Records provided:
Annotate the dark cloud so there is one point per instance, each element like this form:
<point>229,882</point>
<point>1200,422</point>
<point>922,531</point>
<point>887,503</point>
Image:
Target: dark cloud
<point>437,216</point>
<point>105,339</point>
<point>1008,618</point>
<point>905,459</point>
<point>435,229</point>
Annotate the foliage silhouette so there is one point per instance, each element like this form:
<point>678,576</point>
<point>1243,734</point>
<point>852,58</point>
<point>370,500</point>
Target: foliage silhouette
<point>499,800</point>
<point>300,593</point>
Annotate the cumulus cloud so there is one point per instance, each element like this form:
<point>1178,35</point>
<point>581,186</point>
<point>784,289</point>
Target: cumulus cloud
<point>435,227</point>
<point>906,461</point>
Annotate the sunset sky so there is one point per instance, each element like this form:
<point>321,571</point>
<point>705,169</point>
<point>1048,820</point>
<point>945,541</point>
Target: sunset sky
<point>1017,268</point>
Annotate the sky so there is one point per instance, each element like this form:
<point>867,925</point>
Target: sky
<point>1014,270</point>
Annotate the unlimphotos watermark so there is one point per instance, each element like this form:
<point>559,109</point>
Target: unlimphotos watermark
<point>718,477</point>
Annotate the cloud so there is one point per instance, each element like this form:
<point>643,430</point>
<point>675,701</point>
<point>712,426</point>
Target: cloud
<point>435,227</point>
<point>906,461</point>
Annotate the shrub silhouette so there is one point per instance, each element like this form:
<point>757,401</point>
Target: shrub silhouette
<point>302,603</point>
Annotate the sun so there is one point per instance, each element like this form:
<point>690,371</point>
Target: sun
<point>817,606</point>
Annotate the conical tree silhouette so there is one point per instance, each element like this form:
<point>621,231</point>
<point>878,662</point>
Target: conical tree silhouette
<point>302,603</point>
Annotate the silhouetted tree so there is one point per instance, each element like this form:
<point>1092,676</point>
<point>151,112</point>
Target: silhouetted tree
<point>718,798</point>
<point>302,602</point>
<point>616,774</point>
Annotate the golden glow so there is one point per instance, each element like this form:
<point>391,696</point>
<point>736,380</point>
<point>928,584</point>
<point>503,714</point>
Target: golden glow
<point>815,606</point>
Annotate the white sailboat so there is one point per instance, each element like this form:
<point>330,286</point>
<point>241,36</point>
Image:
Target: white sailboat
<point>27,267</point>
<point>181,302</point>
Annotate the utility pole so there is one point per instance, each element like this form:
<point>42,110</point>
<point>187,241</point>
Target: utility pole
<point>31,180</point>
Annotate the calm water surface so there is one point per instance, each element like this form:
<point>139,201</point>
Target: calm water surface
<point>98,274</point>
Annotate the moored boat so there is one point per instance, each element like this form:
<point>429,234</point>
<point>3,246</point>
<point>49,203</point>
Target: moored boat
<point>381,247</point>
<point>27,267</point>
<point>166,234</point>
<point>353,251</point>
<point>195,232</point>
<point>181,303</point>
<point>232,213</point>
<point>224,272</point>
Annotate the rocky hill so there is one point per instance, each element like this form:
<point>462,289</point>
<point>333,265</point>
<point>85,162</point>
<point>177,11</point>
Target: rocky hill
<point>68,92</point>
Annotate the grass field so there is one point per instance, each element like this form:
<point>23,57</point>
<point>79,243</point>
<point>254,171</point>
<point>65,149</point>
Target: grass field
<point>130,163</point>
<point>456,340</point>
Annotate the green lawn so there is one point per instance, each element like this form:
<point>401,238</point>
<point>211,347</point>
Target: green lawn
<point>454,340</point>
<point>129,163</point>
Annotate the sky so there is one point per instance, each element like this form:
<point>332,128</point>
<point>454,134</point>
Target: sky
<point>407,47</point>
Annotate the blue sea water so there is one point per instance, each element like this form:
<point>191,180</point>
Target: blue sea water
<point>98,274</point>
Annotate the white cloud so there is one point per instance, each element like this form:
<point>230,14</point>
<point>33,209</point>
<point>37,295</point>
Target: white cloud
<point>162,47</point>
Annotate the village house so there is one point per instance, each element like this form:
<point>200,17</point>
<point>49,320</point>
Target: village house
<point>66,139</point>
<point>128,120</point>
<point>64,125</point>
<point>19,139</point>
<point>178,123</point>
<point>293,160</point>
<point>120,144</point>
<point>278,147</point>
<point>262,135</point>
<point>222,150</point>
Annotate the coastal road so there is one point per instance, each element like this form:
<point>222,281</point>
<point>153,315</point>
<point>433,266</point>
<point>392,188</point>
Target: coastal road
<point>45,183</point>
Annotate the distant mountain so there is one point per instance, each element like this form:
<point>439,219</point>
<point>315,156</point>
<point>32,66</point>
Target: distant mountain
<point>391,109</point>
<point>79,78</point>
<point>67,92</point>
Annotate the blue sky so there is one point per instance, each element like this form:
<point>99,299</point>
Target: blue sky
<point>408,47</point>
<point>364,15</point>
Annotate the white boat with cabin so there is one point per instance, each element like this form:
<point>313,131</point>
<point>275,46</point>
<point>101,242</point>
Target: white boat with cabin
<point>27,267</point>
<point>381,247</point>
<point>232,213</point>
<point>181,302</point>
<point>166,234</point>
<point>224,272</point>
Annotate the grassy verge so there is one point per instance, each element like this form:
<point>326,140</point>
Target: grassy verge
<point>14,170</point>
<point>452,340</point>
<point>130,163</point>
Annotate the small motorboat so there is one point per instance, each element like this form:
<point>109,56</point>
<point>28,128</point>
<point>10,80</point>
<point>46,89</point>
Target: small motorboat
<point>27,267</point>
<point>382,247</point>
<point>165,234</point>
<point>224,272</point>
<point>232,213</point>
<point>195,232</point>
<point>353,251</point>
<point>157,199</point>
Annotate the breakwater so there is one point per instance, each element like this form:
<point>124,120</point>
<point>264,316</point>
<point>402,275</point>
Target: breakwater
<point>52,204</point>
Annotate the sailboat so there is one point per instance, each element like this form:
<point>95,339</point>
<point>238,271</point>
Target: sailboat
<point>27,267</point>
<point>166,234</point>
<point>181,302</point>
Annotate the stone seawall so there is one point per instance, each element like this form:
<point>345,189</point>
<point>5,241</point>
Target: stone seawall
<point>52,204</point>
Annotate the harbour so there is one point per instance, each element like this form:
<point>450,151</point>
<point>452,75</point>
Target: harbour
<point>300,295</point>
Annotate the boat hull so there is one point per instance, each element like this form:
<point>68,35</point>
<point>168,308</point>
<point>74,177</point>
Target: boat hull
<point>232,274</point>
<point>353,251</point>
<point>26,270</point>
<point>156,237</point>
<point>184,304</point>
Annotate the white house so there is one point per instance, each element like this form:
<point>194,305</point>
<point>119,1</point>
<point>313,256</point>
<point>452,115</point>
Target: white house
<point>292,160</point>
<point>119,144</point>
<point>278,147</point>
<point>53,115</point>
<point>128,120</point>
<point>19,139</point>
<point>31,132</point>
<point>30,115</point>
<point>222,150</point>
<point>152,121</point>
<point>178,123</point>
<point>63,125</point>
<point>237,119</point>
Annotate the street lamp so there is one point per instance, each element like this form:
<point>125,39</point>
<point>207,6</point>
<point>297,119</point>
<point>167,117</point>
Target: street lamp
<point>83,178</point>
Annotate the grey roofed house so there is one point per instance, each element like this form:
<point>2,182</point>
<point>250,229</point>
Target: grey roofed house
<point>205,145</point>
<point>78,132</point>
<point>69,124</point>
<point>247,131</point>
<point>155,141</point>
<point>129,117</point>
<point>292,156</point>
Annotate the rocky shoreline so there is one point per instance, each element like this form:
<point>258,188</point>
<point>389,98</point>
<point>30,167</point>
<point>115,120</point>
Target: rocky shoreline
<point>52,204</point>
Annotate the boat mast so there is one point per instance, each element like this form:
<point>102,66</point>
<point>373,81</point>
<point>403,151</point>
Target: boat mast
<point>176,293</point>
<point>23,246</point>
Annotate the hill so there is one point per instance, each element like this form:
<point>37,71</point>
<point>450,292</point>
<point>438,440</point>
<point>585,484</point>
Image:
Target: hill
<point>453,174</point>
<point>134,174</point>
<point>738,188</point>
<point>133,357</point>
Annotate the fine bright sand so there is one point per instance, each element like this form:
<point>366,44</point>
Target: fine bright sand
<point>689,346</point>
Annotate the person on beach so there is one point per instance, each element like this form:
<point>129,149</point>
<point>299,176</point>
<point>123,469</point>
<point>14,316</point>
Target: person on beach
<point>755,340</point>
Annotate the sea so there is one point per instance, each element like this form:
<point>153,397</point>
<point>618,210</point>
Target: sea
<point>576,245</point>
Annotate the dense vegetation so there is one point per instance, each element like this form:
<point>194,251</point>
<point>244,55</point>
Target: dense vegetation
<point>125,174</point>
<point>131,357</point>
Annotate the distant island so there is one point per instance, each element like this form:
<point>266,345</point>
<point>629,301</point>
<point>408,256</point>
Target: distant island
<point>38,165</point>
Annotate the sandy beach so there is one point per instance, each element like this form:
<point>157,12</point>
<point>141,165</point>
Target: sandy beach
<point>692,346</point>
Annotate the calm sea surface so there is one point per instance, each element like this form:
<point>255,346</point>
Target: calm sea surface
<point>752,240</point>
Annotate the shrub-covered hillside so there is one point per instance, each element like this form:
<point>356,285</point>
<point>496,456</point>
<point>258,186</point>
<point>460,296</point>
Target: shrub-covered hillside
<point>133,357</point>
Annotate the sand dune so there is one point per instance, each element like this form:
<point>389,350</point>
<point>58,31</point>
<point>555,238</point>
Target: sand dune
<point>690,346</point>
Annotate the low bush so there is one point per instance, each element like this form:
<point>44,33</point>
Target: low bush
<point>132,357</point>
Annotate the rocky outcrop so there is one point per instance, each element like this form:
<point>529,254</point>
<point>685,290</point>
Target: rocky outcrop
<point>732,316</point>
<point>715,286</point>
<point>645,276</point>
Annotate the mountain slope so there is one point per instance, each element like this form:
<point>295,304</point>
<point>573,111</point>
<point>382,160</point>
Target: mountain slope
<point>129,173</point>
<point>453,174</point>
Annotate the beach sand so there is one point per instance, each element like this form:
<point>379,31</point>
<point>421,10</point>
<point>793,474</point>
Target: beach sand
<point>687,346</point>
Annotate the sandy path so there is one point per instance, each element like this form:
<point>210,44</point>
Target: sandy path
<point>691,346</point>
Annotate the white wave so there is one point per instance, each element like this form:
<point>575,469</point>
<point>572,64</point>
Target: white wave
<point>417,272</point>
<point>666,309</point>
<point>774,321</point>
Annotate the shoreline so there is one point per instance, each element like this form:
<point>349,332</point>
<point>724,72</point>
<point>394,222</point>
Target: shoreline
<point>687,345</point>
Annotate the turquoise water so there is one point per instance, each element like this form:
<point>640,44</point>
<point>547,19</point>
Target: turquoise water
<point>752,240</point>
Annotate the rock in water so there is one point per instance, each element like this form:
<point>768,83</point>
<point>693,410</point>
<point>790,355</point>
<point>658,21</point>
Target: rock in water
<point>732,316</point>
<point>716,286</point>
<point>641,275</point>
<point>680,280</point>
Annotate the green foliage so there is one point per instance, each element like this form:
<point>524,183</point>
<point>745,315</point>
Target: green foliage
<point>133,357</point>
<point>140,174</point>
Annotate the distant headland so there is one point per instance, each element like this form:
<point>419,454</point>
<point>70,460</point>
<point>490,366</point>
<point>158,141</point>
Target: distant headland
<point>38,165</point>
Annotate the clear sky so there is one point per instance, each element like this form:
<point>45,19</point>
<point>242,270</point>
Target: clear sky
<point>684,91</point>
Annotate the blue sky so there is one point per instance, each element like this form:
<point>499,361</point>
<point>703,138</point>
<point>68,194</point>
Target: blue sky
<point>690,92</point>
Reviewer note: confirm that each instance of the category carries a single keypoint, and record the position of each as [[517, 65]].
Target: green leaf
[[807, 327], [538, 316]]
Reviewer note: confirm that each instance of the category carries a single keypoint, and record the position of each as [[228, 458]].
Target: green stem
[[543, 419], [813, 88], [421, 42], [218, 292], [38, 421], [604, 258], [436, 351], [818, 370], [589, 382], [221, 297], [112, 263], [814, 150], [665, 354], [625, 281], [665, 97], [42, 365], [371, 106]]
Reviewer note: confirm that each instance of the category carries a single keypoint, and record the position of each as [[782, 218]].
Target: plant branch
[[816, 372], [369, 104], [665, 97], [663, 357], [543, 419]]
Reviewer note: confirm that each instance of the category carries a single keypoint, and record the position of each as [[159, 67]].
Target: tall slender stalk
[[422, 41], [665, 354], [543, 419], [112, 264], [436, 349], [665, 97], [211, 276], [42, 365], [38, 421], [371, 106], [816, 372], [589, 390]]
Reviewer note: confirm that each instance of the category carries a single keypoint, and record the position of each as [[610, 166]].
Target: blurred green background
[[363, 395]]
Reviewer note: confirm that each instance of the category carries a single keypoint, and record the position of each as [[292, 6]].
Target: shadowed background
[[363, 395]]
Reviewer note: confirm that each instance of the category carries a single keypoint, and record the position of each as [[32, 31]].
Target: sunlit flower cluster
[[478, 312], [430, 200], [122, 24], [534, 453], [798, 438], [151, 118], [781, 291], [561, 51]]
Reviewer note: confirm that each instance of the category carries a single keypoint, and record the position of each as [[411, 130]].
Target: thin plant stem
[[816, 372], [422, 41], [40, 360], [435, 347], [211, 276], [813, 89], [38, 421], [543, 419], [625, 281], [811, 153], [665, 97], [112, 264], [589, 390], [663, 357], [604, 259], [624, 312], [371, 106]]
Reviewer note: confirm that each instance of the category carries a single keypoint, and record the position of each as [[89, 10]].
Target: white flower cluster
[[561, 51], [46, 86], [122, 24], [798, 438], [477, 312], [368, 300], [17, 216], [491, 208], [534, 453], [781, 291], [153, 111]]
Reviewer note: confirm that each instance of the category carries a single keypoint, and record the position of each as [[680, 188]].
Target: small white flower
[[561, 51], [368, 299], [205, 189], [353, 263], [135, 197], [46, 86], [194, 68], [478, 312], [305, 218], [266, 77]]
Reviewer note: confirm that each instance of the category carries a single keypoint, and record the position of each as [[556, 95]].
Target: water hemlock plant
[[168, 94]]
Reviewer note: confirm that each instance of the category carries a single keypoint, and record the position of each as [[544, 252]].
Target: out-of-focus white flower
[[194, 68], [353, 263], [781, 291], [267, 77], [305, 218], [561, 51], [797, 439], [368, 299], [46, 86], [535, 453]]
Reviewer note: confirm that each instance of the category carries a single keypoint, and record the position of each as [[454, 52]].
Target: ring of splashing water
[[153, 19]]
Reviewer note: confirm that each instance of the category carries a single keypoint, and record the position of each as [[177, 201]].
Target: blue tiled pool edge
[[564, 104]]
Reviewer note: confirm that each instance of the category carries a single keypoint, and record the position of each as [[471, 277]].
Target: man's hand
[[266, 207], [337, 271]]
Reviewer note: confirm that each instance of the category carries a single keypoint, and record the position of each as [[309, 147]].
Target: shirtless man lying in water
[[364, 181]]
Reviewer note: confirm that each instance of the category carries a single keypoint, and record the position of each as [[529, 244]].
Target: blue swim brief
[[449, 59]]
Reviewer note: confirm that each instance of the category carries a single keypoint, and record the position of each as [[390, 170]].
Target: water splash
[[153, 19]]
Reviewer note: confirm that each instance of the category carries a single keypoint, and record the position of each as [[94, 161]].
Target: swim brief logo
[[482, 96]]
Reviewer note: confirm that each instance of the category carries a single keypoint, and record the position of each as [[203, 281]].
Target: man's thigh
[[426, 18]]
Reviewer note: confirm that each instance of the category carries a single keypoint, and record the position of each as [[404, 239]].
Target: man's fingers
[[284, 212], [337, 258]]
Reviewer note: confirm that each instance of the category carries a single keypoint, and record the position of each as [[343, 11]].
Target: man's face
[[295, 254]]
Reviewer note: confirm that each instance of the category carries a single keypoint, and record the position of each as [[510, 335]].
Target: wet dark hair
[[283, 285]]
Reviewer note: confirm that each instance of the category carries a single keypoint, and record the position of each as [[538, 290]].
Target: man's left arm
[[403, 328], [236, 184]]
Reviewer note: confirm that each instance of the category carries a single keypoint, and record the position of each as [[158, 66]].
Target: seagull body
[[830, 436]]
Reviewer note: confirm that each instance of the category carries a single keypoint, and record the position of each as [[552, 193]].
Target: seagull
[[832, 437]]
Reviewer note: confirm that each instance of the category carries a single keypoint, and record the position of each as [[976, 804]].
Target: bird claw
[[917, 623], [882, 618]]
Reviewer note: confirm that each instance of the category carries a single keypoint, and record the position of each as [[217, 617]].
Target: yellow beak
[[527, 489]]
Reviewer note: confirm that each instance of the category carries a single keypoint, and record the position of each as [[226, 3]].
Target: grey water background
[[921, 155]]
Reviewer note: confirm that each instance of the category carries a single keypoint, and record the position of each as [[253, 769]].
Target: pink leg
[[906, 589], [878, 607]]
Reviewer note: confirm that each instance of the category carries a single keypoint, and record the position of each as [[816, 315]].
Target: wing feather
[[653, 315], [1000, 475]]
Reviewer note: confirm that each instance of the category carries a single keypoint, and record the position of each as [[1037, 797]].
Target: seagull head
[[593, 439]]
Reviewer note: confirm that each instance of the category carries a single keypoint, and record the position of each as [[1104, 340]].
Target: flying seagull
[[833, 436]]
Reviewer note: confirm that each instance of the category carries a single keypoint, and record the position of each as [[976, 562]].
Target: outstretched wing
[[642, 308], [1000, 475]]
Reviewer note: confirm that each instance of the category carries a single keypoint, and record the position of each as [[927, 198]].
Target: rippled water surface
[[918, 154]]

Work instructions: Duplicate the data between the line containing "Annotate the low" and the line containing "<point>687,345</point>", inclusive.

Correct output:
Annotate the low bush so there is one point per instance, each element like this form:
<point>44,33</point>
Target: low bush
<point>132,357</point>
Annotate the rocky outcrop so there is one point per instance, each element like this form:
<point>529,254</point>
<point>685,290</point>
Target: rocky outcrop
<point>732,316</point>
<point>715,286</point>
<point>645,276</point>
Annotate the mountain slope so there is one point per instance, each element like this form:
<point>295,304</point>
<point>573,111</point>
<point>382,160</point>
Target: mountain slope
<point>129,173</point>
<point>453,174</point>
Annotate the beach sand so there is one point per instance, each element like this form:
<point>379,31</point>
<point>421,10</point>
<point>793,474</point>
Target: beach sand
<point>687,346</point>
Annotate the sandy path so there is one point per instance, each element like this form:
<point>210,44</point>
Target: sandy path
<point>691,346</point>
Annotate the white wave so there is one point per instance, each element like this form:
<point>575,469</point>
<point>572,64</point>
Target: white wave
<point>417,272</point>
<point>666,309</point>
<point>774,321</point>
Annotate the shoreline so there is one point per instance, each element like this form:
<point>349,332</point>
<point>724,72</point>
<point>394,222</point>
Target: shoreline
<point>687,345</point>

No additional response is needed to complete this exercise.